[Material for the task Boundary: Start]
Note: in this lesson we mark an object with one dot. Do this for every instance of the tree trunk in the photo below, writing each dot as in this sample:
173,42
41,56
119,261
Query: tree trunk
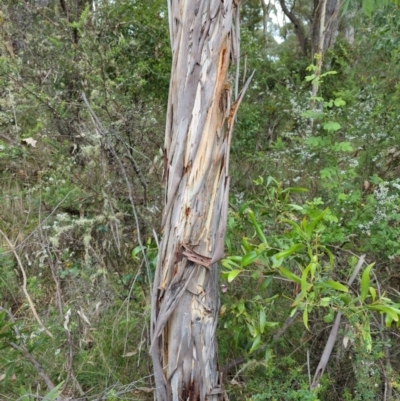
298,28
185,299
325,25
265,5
[Material for the task Boundary: End]
**Task to carry out**
Transcribe the records above exactly, omitting every picture they contain.

**Response to this exercise**
Note: in this lesson we mark an object with one dot. Do this for every instance of the tree trunk in the photo below, writing each dot as in this sample:
173,42
41,56
119,261
Query: tree trunk
298,28
185,299
325,25
265,5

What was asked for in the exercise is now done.